## PROBLEM 1:
Translate this sentence from the article on STD awareness into Spanish: "HPV is a virus that can lead to certain types of cancer."
## PROBLEM 2:
Please answer these questions using the article on STD awareness:
(a) What dates does STD Awareness week cover?
(b) Which three sexually transmitted infections are most diagnosed in the SIU Medicine Department of OB-GYN?
(c) By what percentage did the number of people infected with Chlamydia in the U.S. increase between 2014 and 2018?
## PROBLEM 3:
Write the next part of the article on STD awareness, picking up after its final sentence.

## EXCERPTED TEXT:
STD awareness week: know the facts and take care of your health
Sexually Transmitted Disease (STD) Awareness week is April 11-17 and happens to fall during a pandemic. To educate and assist patients who might be experiencing symptoms during this time, SIU Medicine OB-GYN Nurse Practitioner Kaylie Caswell, answered a few questions.
Note: We're using STD (sexually transmitted disease) and STI (sexually transmitted infection) interchangeably, but there is a difference. Infections are often the first stage of a disease and can occur if bacteria or viruses enter the body and start multiplying. The disruption these bacteria or viruses cause in the body, especially when signs and symptoms appear, is considered disease.
What are the most commonly diagnosed STDs?
Here in the SIU Medicine Department of OB-GYN, the most diagnosed sexually transmitted infections (STIs) are human papillomavirus (HPV), trichomoniasis, and Chlamydia.
Similar trends are occurring nationally. According to the CDC chlamydia, trichomoniasis, genital herpes, and HPV accounted for 98% of all prevalent STIs and 93% of all new STIs in 2018. Almost have of those were among youth aged 15-24 (CDC).
In the U.S., between 2014 and 2018, the number of people infected with Chlamydia increased by 15% (Guttmacher). According to the CDC in 2018, 1 in 5 people in the U.S. have an STI that is nearly 68 million infections.
HPV is a virus that can lead to certain types of cancer. According to the American Sexual Health Association, it is estimated nearly 80% of people have HPV at some point in their life. The good news: a vaccine that can prevent nearly 90% of HPV causing cancers is available!

## Natural-language object grounding data:

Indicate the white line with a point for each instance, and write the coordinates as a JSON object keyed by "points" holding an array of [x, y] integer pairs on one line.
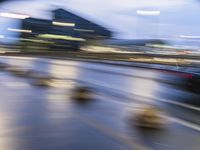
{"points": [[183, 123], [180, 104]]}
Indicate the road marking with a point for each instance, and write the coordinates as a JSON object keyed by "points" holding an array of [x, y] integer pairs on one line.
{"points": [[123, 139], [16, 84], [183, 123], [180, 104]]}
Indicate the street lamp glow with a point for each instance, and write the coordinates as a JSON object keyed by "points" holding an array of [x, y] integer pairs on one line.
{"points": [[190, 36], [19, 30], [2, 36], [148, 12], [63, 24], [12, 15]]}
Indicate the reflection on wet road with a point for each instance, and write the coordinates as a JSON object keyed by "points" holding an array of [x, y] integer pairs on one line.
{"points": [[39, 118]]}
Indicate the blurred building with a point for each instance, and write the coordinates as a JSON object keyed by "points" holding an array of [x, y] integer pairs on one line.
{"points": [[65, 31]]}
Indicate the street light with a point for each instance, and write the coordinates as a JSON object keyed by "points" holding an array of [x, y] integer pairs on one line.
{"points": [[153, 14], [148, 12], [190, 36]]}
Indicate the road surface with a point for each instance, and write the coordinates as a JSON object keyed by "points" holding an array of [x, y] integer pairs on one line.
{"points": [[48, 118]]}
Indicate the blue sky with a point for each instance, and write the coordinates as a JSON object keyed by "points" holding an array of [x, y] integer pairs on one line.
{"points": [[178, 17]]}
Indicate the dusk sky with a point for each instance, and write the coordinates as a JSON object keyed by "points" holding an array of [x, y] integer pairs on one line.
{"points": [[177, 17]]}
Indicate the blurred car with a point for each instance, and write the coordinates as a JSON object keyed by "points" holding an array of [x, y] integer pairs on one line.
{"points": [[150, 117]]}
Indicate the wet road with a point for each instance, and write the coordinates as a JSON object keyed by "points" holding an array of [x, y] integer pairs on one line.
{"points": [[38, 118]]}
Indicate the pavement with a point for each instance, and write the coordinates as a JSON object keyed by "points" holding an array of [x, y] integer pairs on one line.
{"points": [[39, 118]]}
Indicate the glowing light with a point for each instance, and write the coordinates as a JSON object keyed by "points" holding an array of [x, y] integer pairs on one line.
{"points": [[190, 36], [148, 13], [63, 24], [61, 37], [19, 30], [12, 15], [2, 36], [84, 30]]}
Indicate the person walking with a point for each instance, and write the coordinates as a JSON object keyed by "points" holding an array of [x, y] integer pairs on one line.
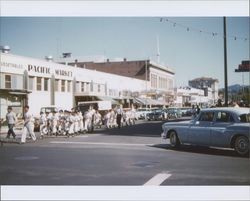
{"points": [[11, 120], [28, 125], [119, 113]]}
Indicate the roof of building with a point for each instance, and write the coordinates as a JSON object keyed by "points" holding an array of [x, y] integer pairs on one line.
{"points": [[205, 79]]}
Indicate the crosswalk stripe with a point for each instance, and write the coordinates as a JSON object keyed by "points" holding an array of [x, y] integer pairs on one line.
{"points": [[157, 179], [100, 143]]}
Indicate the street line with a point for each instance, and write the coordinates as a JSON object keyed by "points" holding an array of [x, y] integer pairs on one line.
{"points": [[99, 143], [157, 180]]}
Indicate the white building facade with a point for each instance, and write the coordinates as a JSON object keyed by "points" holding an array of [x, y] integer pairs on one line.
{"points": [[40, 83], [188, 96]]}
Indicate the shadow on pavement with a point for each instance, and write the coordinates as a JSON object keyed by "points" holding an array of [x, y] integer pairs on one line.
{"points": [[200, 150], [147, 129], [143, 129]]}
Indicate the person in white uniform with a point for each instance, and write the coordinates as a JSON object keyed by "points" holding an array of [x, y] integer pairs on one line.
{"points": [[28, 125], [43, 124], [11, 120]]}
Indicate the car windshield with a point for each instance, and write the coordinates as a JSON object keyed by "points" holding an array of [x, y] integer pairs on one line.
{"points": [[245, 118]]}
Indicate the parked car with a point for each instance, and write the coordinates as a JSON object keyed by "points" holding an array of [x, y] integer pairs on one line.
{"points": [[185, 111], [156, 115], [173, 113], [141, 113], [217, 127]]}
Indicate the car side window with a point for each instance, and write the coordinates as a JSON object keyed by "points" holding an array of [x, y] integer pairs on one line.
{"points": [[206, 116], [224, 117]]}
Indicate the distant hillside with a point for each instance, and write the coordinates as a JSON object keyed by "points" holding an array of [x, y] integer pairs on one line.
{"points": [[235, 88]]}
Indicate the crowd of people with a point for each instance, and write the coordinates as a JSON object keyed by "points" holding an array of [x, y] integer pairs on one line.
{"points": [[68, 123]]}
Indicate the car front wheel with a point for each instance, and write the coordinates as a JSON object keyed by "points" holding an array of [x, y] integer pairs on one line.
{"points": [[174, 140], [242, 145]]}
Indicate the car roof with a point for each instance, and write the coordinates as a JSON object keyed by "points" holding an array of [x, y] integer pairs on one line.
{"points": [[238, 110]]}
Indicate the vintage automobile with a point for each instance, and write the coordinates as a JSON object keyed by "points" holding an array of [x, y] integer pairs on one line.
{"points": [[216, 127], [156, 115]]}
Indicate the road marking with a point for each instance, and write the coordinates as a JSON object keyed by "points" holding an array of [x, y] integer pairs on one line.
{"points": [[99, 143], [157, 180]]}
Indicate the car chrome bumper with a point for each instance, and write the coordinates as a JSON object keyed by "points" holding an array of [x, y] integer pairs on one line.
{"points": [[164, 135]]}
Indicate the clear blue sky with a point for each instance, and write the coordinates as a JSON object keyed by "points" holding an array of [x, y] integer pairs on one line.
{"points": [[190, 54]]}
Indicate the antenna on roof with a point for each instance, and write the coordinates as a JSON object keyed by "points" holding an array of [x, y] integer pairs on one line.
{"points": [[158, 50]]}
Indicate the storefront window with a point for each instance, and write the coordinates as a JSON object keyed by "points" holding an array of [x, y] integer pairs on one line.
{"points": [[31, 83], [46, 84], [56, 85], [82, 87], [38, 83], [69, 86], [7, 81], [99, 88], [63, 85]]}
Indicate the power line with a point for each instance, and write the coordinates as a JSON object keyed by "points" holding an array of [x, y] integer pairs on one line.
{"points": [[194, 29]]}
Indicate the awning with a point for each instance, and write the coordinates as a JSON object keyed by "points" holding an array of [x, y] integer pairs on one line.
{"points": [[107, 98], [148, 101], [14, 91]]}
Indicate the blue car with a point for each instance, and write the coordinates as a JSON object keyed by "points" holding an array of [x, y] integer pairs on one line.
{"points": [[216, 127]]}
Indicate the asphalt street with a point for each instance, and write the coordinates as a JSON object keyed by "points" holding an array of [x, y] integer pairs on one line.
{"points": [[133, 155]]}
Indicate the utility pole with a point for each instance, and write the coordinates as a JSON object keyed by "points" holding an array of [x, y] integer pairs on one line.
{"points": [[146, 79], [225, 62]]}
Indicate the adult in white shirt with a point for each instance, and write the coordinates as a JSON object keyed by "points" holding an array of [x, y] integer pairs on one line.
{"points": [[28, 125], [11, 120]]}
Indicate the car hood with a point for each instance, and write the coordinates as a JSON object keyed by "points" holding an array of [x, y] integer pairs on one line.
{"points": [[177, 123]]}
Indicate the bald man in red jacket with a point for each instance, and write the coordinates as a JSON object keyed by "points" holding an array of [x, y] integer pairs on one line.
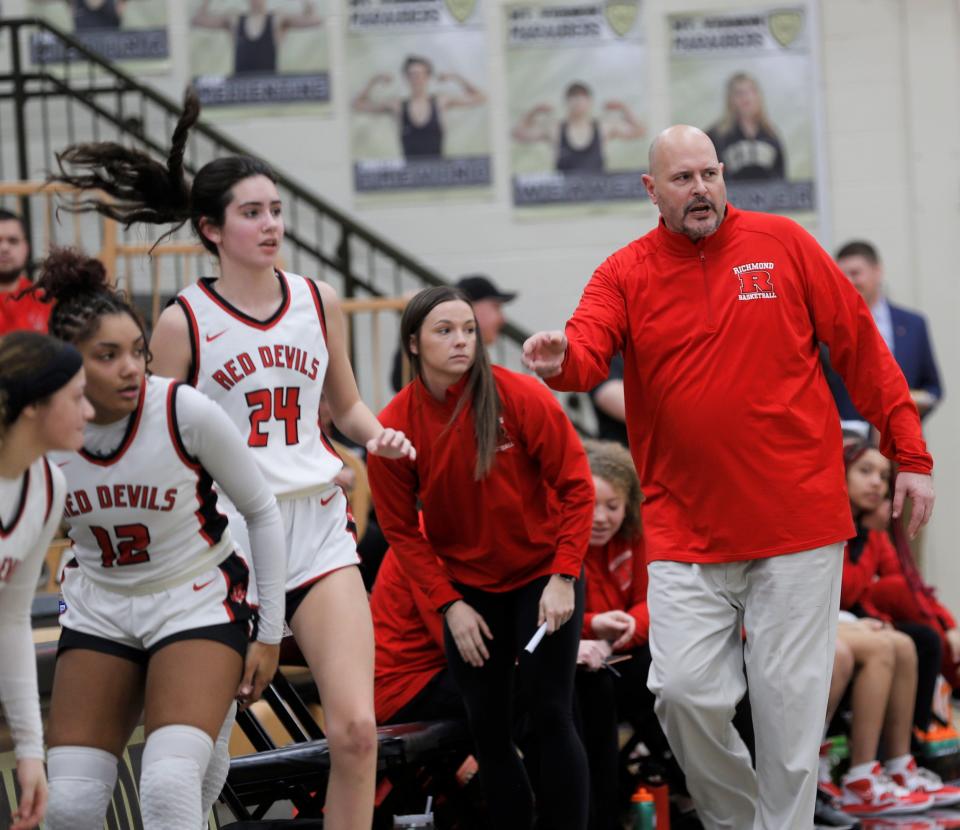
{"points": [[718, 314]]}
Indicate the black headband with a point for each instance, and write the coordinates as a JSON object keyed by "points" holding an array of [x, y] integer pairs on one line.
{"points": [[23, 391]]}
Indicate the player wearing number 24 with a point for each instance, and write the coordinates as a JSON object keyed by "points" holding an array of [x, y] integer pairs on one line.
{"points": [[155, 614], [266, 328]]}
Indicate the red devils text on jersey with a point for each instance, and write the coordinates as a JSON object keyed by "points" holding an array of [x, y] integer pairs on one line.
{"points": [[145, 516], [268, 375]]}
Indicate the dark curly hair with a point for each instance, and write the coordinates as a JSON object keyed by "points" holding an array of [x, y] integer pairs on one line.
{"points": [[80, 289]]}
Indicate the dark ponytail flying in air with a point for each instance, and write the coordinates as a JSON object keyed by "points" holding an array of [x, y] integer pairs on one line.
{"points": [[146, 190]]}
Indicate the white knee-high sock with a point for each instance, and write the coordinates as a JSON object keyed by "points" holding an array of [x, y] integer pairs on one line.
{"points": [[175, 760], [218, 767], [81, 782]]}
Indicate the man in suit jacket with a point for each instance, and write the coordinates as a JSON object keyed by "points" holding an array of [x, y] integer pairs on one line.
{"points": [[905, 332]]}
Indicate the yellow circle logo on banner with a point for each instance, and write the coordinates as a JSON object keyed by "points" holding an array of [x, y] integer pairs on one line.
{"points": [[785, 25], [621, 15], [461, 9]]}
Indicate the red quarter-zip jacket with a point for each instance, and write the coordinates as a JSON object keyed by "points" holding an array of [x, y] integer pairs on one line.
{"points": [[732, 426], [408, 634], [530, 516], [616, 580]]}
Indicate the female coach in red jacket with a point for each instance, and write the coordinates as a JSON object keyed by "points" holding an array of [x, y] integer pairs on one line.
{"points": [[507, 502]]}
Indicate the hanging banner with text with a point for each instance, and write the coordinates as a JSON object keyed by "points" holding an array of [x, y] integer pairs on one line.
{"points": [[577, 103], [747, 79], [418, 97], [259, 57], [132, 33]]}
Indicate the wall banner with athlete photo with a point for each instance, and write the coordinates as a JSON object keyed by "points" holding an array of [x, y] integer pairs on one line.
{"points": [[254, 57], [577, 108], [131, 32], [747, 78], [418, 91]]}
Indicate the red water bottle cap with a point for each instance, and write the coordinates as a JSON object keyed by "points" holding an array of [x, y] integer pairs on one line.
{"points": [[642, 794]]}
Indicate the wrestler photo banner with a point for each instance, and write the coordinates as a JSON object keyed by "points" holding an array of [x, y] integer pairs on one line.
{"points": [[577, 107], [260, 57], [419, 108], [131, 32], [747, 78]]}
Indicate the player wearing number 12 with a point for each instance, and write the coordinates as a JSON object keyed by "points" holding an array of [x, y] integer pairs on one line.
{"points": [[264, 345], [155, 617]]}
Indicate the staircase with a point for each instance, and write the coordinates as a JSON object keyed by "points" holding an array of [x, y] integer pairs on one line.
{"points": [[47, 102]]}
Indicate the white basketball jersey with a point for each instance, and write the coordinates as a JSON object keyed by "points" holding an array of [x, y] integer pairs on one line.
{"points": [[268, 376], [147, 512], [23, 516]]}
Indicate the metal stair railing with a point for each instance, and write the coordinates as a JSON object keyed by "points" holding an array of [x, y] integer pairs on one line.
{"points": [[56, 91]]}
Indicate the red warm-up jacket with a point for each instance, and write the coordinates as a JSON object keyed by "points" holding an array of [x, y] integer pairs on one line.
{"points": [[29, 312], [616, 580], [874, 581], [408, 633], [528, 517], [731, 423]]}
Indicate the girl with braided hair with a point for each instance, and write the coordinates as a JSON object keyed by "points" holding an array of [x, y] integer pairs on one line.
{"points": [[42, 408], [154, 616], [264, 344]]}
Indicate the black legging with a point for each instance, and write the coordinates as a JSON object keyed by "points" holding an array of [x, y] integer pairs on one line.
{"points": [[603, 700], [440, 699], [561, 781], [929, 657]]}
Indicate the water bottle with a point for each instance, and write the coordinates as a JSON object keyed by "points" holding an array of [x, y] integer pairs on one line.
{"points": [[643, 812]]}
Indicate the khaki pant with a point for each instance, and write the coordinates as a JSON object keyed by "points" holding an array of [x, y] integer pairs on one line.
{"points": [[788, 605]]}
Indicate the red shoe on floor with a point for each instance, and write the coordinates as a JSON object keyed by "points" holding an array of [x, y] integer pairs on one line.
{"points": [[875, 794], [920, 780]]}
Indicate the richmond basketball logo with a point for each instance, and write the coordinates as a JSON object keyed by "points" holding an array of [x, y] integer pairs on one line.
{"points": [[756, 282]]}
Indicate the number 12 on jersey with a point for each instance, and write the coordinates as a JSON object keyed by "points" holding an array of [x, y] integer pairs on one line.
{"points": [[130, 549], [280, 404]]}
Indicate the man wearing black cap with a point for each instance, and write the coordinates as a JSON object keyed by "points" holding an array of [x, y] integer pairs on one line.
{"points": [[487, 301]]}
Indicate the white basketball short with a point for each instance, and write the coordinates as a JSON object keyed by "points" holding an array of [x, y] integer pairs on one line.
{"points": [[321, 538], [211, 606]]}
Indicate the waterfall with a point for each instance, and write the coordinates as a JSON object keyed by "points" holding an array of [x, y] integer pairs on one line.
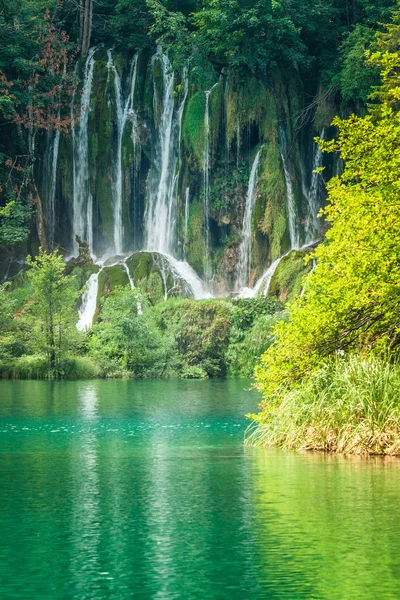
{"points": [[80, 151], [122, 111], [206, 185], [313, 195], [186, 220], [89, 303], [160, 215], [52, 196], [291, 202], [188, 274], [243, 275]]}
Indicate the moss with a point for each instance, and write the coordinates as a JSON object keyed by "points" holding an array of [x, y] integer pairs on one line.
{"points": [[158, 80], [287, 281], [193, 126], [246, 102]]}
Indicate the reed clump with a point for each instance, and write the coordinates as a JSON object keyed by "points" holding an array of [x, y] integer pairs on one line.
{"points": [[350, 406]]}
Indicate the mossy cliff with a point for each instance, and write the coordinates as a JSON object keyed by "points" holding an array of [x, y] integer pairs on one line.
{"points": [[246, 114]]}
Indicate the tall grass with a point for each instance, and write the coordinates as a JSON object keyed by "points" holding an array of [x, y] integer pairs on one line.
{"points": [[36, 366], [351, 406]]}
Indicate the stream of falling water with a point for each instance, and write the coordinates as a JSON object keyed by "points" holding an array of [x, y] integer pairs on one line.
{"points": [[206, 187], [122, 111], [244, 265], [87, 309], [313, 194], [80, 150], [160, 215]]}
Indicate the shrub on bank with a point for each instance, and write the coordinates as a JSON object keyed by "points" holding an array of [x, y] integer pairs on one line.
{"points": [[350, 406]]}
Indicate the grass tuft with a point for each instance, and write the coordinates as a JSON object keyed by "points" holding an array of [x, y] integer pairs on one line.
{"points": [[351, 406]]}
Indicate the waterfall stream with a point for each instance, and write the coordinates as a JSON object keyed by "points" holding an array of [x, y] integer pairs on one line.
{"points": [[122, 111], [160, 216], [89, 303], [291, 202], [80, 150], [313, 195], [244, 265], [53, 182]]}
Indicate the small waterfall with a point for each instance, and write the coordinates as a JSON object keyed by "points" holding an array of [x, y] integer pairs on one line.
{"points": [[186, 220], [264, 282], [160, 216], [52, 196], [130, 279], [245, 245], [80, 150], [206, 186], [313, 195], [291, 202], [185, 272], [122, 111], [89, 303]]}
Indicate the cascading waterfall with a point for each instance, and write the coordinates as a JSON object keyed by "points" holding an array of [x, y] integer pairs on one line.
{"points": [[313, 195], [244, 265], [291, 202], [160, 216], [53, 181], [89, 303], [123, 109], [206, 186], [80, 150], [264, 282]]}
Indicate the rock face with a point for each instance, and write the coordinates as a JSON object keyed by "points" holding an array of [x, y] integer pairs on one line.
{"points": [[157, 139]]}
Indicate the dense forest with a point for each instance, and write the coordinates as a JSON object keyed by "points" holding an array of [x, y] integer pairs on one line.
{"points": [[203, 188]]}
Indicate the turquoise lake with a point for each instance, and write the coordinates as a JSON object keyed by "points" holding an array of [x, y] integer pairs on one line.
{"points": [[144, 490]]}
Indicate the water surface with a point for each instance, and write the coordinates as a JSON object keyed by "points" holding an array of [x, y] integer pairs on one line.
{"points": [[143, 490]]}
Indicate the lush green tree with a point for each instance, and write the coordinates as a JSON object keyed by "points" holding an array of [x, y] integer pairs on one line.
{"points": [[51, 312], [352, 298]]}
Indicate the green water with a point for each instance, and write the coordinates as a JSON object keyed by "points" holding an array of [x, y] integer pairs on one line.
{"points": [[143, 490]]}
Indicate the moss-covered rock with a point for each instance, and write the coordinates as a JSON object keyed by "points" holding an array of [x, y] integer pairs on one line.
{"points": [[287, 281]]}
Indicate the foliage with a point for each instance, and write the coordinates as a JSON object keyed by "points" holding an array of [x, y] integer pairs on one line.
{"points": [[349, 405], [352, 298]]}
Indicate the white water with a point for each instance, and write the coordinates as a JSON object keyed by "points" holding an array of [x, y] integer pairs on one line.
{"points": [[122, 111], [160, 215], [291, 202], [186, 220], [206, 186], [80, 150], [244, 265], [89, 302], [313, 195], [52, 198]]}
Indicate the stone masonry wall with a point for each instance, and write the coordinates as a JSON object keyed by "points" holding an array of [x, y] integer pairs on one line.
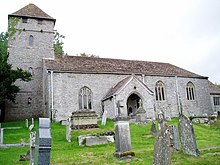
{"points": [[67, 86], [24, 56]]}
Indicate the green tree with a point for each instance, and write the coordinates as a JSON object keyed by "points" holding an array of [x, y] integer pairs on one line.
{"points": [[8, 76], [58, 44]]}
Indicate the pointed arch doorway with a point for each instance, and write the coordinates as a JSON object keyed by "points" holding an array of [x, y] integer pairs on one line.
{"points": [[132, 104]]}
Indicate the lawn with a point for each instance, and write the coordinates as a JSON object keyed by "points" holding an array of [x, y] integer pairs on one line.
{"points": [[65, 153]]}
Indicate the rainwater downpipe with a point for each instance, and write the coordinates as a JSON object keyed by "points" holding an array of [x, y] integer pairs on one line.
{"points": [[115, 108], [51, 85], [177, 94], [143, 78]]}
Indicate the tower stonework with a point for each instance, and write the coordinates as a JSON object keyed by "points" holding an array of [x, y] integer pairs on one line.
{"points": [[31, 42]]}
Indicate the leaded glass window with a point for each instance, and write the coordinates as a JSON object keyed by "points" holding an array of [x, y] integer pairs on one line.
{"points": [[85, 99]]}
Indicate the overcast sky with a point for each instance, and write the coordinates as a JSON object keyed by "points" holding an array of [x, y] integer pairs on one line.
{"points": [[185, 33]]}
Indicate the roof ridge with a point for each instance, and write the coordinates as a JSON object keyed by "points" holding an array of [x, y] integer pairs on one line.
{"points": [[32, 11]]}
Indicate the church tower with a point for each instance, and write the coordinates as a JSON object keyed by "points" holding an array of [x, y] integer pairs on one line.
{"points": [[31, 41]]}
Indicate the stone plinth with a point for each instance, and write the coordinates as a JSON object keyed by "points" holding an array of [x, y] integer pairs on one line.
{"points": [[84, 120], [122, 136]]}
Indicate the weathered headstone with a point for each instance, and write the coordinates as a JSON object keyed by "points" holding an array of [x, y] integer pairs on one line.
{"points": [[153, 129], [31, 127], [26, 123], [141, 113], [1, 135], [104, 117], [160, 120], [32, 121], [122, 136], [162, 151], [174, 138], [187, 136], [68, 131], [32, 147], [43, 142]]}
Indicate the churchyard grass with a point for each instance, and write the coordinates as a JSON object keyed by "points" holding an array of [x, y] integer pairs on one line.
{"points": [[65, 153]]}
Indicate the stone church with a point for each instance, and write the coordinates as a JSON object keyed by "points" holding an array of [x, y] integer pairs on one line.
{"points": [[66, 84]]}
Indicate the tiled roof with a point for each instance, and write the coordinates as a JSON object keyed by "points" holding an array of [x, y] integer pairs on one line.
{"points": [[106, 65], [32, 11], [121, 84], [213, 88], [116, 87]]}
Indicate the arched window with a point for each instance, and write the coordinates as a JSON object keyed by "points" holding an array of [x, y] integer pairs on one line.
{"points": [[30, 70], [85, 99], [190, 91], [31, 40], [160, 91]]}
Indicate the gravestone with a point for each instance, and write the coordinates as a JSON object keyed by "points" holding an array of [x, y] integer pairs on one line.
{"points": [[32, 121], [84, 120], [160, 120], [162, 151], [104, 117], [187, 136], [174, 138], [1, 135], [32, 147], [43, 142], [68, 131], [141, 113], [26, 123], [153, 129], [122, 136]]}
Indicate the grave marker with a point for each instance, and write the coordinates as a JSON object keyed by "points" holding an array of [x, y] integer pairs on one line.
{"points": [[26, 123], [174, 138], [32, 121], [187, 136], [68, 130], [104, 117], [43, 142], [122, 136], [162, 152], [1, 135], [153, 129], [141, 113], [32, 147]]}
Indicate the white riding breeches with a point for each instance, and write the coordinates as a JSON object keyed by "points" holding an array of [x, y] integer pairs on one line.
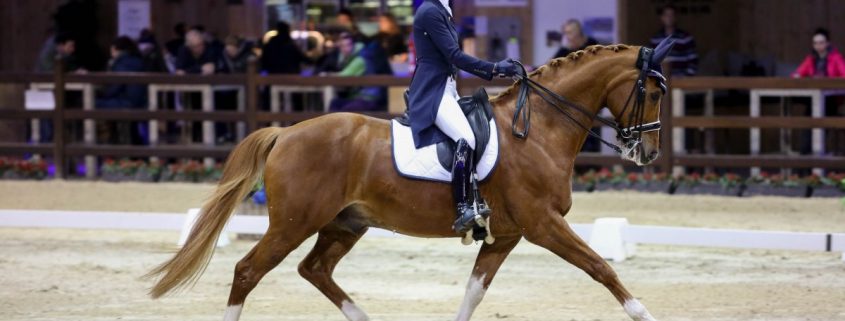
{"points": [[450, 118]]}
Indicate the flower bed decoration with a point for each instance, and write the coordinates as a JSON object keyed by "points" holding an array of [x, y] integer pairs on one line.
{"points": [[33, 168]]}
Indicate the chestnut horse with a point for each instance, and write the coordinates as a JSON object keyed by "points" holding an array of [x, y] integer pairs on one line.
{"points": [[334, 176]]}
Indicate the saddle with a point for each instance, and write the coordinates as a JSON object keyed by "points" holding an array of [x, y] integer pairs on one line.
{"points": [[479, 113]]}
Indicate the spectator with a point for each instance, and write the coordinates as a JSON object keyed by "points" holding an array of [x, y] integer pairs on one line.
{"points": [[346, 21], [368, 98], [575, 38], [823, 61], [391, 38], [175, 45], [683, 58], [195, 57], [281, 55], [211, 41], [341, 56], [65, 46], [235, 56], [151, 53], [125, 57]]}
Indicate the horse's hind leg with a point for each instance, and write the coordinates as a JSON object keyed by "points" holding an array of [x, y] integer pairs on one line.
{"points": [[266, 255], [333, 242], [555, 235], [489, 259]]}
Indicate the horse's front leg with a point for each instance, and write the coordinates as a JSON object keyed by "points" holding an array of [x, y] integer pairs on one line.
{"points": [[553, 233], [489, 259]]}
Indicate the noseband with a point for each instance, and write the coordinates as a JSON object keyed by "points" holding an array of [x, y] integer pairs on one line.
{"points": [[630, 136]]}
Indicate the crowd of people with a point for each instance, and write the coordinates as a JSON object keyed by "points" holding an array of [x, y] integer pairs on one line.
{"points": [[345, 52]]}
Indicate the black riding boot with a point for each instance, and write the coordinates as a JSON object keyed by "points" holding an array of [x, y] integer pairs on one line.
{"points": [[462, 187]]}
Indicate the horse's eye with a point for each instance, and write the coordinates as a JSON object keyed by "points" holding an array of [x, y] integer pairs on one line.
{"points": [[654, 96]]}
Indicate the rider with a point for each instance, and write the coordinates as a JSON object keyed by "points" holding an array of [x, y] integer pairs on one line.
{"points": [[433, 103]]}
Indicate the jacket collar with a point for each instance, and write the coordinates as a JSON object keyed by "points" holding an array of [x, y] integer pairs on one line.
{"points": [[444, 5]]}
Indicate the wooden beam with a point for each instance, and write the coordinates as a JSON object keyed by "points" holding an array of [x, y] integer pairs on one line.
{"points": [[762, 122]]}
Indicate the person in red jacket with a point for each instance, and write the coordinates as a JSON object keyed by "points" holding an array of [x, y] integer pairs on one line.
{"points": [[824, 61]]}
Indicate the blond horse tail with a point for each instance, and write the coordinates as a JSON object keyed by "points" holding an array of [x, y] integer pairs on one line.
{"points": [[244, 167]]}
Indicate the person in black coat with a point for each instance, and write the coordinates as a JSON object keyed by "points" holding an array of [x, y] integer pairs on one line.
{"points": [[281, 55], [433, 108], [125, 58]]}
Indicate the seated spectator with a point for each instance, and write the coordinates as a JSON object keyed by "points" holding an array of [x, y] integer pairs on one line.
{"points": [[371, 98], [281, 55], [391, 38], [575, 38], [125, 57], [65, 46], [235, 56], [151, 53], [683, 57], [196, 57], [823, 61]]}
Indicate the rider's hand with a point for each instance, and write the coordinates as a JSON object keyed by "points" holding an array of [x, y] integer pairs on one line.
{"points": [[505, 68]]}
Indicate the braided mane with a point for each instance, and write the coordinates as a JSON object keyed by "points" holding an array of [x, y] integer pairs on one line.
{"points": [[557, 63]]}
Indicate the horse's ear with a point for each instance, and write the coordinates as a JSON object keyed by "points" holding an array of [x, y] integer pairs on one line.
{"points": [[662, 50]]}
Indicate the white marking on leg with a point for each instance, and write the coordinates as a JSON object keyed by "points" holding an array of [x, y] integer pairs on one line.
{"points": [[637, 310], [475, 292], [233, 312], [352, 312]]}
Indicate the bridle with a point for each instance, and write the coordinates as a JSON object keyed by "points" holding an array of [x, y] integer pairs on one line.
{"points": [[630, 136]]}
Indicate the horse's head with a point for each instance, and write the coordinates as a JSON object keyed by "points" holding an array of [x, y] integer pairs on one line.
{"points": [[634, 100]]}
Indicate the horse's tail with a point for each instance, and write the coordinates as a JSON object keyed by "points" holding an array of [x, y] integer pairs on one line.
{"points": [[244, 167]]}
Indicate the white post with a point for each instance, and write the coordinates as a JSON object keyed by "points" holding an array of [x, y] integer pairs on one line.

## OUTPUT 1:
El VPH es un virus que puede provocar ciertos tipos de cáncer.

## OUTPUT 2:
(a) April 11-17
(b) Human papillomavirus (HPV), trichomoniasis, and Chlamydia
(c) 15%

## OUTPUT 3:
How are we testing and treating STDs in the current pandemic?
We haven't changed who we test or treat. We continue to triage our patients and see those who are at risk of a possible STI. We also continue to provide "expedited partner therapy," meaning we'll send treatment to your partner(s) pharmacy.
Cervical screening for the HPV virus (Pap Test) will be performed, if needed, during your next Well Woman visit with us.
There are at home testing kits available. The following companies offer testing for a fee:
The accuracy of tests depends on following instructions carefully. Results are available within 3-7 days. Health insurance companies do not pay for these tests, which run between $80-200.
At what point should a patient schedule a virtual visit to discuss STD symptoms?
During this pandemic, we're trying to limit women's time in the clinic as much as possible, so if you're experiencing symptoms such as painful urination, lower abdominal pain, vaginal discharge, pain during sexual intercourse, bleeding between periods, vaginal odor or sores, we recommend first scheduling a virtual visit to access your symptoms.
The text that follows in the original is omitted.